What is needed: The expected response is the entire set of entries, copied exactly.

Supplied records:
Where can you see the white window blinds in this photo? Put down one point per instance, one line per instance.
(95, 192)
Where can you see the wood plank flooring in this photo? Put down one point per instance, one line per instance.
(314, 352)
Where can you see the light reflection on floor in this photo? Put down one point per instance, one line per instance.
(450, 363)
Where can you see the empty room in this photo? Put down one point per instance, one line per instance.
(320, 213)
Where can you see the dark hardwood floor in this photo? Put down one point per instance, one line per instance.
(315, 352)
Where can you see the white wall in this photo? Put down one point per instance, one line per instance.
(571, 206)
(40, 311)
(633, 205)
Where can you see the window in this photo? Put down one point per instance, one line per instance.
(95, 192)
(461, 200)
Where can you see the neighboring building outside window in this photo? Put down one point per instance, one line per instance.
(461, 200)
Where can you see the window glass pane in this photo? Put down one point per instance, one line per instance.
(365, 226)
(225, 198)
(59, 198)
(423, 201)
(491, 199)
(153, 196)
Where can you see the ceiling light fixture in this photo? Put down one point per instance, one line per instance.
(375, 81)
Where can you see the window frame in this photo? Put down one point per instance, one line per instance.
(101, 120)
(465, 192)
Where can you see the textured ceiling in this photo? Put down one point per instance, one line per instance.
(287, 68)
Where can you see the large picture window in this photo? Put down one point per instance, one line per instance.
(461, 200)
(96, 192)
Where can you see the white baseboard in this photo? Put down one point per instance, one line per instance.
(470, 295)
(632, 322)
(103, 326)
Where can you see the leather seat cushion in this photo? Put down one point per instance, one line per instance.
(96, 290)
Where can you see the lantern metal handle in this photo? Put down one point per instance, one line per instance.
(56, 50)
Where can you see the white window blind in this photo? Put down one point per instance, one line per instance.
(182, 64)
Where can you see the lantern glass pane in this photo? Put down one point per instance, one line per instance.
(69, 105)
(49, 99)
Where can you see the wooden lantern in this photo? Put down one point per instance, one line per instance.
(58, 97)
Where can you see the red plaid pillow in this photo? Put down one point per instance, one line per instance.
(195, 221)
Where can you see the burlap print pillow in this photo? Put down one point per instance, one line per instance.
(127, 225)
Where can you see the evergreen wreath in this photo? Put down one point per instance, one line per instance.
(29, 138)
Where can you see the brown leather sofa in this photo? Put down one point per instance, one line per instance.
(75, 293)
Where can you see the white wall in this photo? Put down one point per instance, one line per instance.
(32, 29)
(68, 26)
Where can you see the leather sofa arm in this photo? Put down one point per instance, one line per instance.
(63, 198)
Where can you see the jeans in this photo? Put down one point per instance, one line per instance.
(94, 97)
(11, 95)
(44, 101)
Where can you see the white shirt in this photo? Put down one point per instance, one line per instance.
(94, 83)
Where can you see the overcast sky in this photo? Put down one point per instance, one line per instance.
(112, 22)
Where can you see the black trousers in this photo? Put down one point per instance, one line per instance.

Reply:
Where can you see the white window blinds in this photo? Put down one point per instance, one line per instance.
(95, 192)
Where can you see the wood plank flooring in this photo? Put down one point per instance, one line per instance.
(314, 352)
Where can you see the light reflection on floor in this photo? Put down one point per instance, one line per instance.
(450, 363)
Where can you see the empty room in this photo? Put down one point per instance, one line per instance.
(320, 213)
Where can you see the dark hardwood floor in this photo? Put down one point per instance, one line per instance.
(315, 352)
Where can you see the white wall in this photo? Put down one point per instance, one line per instance.
(571, 206)
(40, 311)
(633, 205)
Where can you see the window in this photo? Put down one point per instance, one line per instance.
(95, 192)
(461, 200)
Where can you see the neighboring building outside window in this photo? Put down one point per instance, one line per instance.
(461, 200)
Where can you see the window glass pane in this photo? Put down one point per instance, one line per instance.
(365, 226)
(225, 198)
(59, 198)
(423, 201)
(491, 199)
(153, 196)
Where can you see the ceiling light fixture in this photo? Put down one point per instance, one line per instance.
(375, 81)
Where can you see the window frame in this photo? Put down one point per instance, one line per instance.
(101, 120)
(465, 192)
Where can you see the textured ceiling in this photo? Put down one point per instance, one line per instance.
(287, 68)
Where can you see the large picture window in this photo? Put down one point per instance, one line per instance.
(461, 200)
(96, 192)
Where can you see the white baseboard in this photo? Put down one point per instance, one line per instance.
(470, 295)
(632, 322)
(103, 326)
Where can you see the leather seat cushion in this photo? Put down one point per instance, one line per instance.
(96, 290)
Where can you see the lantern metal handle in this photo? Put down one point per instance, one line per instance.
(56, 50)
Where can you see the white window blind in this photo? Put down one point per instance, one line per instance.
(182, 64)
Where can you see the lantern glass pane in this photo? Put down one point per instance, one line per instance.
(69, 105)
(49, 99)
Where can you see the wooden lantern in this photo? Put down one point per instance, one line per instance.
(58, 97)
Where can you see the red plaid pillow in this photo? Put down one point per instance, one line per instance.
(195, 221)
Where can you see the burlap print pillow in this photo? Put down one point per instance, one line per instance.
(127, 225)
Where can you see the evergreen wreath in this photo? Put down one point per instance, one line per instance.
(29, 138)
Where can you see the brown leather sofa in this photo? Put down one point per instance, one line per instance.
(75, 293)
Where can you see the white wall in this photo? Put down one point per instance, one line per instance.
(32, 29)
(68, 26)
Where can you see the leather sofa arm in this photo? Put down one point per instance, one line per instance.
(63, 198)
Where can you see the jeans in this photo? Put down one point per instance, one line per instance.
(94, 97)
(11, 95)
(44, 101)
Where can you see the white shirt in this photo? Put down one point per instance, one line per instance.
(94, 83)
Where can you see the overcast sky in this photo? Put down one point per instance, one line per instance.
(112, 22)
Where can you see the black trousers in this photo? Put down one point per instance, one line per instance.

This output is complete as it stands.